[Source text — start]

The other great thing that we have going for us is that we have billions of very intelligent people out there in the world. With the networking that we have now, we’re beginning to see that those large populations, coordinating amongst themselves, are an intellectual resource that trumps all institutional intellectual resources and has a real possibility, if it’s supported by the proper automation, of creating solutions to problems, including the problem of the data glut.

 

Costello: Your Internet presence is pretty minimal. No Facebook presence to speak of, no Twitter. You seem to value your privacy. But you see social networks as the future?

Vinge: Yes, I value my privacy. I think that’s a matter of personality more than anything else. I think that we may be seeing something here that is close to being something new under the sun, or at least, it’s a quantitative change in sociality that is so large it actually could count as a qualitative change in human nature.

There was a big step in that direction with the rise of humanity. The evidence is that some of our biggest jumps occurred when you had stable societies where you could have apprentices. And so you could get a critical mass of innovation. I think we are going through another critical mass of innovation now with things that are sort of flippantly called “crowdsourcing.”

Now, at the same time, there may be people who do not do very well with that and do not participate very well in that. I think many of those are at a substantial disadvantage, and I don’t discount myself in that regard.

 

Costello: With all this information at the tip of our fingers, how does this change health care? In this world, would we even need physicians?!

[Source text — finish]
[Records shown — start]

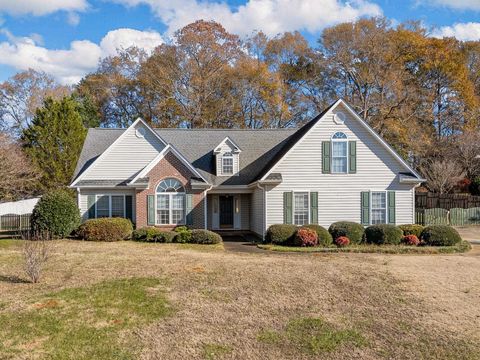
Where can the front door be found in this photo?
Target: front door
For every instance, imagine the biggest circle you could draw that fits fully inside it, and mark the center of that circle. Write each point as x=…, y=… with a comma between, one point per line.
x=226, y=211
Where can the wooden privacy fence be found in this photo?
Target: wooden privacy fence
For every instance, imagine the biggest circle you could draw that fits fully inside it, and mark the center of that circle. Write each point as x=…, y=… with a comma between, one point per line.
x=14, y=222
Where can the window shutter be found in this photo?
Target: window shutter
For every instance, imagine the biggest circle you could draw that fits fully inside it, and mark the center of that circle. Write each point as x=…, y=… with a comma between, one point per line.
x=91, y=206
x=129, y=207
x=150, y=209
x=391, y=207
x=352, y=154
x=287, y=207
x=326, y=158
x=365, y=207
x=314, y=207
x=188, y=208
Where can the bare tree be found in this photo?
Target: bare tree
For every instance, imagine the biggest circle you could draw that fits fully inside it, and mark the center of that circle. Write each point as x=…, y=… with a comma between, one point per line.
x=442, y=175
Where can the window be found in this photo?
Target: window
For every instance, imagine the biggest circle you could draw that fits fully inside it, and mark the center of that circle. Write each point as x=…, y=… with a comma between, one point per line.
x=227, y=164
x=300, y=208
x=379, y=207
x=170, y=202
x=339, y=153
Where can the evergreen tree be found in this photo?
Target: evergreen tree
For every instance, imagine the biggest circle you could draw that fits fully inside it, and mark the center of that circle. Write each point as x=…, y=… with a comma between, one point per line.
x=54, y=140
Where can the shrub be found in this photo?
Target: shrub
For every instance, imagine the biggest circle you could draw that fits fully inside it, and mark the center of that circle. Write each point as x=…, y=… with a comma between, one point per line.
x=412, y=229
x=411, y=240
x=383, y=234
x=324, y=237
x=352, y=230
x=200, y=236
x=57, y=213
x=342, y=241
x=440, y=235
x=106, y=229
x=306, y=237
x=281, y=234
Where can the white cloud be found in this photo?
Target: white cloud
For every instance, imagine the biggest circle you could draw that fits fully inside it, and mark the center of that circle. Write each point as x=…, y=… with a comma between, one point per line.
x=270, y=16
x=461, y=31
x=41, y=7
x=70, y=65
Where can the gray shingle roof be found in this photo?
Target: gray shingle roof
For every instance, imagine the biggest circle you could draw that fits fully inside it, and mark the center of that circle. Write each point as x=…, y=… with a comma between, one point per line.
x=259, y=149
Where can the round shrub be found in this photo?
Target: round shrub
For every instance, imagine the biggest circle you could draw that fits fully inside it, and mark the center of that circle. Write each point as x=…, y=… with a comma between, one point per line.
x=342, y=241
x=57, y=213
x=440, y=235
x=281, y=234
x=324, y=237
x=412, y=229
x=306, y=237
x=411, y=240
x=200, y=236
x=106, y=229
x=352, y=230
x=383, y=234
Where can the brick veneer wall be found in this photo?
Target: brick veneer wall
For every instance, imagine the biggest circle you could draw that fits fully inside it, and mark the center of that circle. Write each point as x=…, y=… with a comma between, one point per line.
x=169, y=167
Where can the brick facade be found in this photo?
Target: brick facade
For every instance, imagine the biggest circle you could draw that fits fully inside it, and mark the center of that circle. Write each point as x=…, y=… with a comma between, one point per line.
x=169, y=167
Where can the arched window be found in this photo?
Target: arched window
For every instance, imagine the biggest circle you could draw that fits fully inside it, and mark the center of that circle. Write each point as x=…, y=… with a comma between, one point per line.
x=170, y=202
x=339, y=153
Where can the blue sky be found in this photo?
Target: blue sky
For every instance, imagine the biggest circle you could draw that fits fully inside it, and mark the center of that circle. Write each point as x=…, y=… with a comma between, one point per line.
x=66, y=38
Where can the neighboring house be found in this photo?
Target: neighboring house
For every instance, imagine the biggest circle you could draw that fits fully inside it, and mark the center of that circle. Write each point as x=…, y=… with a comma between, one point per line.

[Records shown — finish]

## Parts of the exercise
1. Answer these questions using the interview.
(a) What does Costello say Vinge has no presence on?
(b) What does Vinge say his valuing of privacy is a matter of, more than anything else?
(c) In what kind of societies does Vinge say some of our biggest jumps occurred?
2. Reproduce the interview word for word, from "Vinge: Yes, I" up to and including "in human nature.".

## Answers to the problems
1.
(a) Facebook, to speak of, and Twitter.
(b) Personality.
(c) Stable societies where you could have apprentices.

2.
Vinge: Yes, I value my privacy. I think that’s a matter of personality more than anything else. I think that we may be seeing something here that is close to being something new under the sun, or at least, it’s a quantitative change in sociality that is so large it actually could count as a qualitative change in human nature.